The records below need copying. Match each line exactly.
-------- Input data --------
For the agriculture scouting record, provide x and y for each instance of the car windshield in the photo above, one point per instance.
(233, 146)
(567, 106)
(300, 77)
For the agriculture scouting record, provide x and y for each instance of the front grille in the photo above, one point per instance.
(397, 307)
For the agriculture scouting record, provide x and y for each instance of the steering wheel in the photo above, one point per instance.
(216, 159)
--------
Exercise response:
For the agriculture scouting record, provide x and y for each instance of the car windshield in the photo above, one point per instance.
(233, 146)
(567, 106)
(300, 77)
For the agriculture scouting record, provide x and y for each instance of the front grille in the photo above, one point per instance.
(397, 307)
For the agriculture scouting record, provide x and y for each instance of the steering wheel in the photo above, one point per instance.
(216, 159)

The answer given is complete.